REQUEST:
Quote every line below exactly as it reads.

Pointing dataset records
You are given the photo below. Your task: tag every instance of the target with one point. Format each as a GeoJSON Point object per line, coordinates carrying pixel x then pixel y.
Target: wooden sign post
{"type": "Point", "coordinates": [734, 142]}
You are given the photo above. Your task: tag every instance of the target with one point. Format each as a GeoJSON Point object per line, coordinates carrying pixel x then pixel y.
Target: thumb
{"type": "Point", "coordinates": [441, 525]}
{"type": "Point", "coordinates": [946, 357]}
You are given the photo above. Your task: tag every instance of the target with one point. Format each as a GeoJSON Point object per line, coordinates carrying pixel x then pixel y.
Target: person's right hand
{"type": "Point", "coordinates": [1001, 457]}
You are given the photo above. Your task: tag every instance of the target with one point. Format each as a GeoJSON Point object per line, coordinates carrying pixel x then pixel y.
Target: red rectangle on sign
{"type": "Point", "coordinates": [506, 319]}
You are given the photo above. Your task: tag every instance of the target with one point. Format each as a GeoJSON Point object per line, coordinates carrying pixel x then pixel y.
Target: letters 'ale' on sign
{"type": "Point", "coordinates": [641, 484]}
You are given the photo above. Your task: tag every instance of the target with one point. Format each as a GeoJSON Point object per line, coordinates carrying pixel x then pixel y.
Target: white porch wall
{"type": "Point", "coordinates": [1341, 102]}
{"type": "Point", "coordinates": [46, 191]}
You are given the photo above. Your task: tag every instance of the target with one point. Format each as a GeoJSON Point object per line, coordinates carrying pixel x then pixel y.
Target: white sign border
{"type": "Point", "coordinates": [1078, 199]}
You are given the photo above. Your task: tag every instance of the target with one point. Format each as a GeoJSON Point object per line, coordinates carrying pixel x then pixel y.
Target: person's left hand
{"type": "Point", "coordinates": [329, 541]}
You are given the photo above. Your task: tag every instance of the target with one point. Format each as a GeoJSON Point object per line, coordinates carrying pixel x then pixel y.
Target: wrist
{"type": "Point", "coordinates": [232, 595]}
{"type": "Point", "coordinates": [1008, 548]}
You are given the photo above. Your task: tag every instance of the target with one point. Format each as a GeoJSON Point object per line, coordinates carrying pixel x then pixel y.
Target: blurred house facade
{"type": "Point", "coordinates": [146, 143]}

SOLUTION TO THE EXERCISE:
You are given the photo below. Your task: tag every instance of the target with one point. Format each as a GeoJSON Point object per line, coordinates carrying pixel x then pixel y.
Target: wooden sign post
{"type": "Point", "coordinates": [734, 142]}
You are given the photo above. Your task: tag every instance of the target with one point. Format each as a GeoJSON Point object per line, coordinates carrying pixel x then pixel y.
Target: thumb
{"type": "Point", "coordinates": [441, 525]}
{"type": "Point", "coordinates": [946, 357]}
You are given the photo above. Your task: tag every instance of the target with one point. Format each as a GeoJSON Point object per line, coordinates carrying pixel x then pixel y.
Target: person's right hand
{"type": "Point", "coordinates": [1001, 457]}
You are given the photo above. Your task: tag every instance of the target with one point. Format each as a GeoJSON Point object per line, coordinates carrying pixel x then pixel y.
Target: red rectangle on sign
{"type": "Point", "coordinates": [506, 319]}
You are given the photo above. Your task: tag every instance of the target with one point. Format each as a GeoJSON Point object per line, coordinates carrying pixel x then pixel y.
Target: letters 'ale' on sign
{"type": "Point", "coordinates": [641, 484]}
You are given the photo above. Your task: tag every instance of the target with one point. Format each as a GeoJSON Point object per line, coordinates carrying pixel x then pixel y.
Target: white porch wall
{"type": "Point", "coordinates": [1341, 102]}
{"type": "Point", "coordinates": [46, 191]}
You are given the photo above. Your task: tag every instance of the target with one point. Format each as a GeoJSON Point object per line, coordinates carrying pixel x then pixel y.
Target: white sign border
{"type": "Point", "coordinates": [1078, 199]}
You are given the photo above. Your task: tag every instance of the target with one point. Format each as a GeoJSON Point object per line, coordinates carrying pixel x then pixel y.
Target: person's left hand
{"type": "Point", "coordinates": [329, 541]}
You are given the photo above. Your task: tag every instance of the target with one point. Format each as a GeoJSON Point object per line, coordinates carrying pixel x then pixel y.
Target: wrist
{"type": "Point", "coordinates": [232, 595]}
{"type": "Point", "coordinates": [1008, 548]}
You are given the photo above. Your task: tag every instance of the target with one point. Format each as a GeoJSON Point object per line, coordinates carrying pixel x then pixel y.
Target: blurred house facade
{"type": "Point", "coordinates": [146, 143]}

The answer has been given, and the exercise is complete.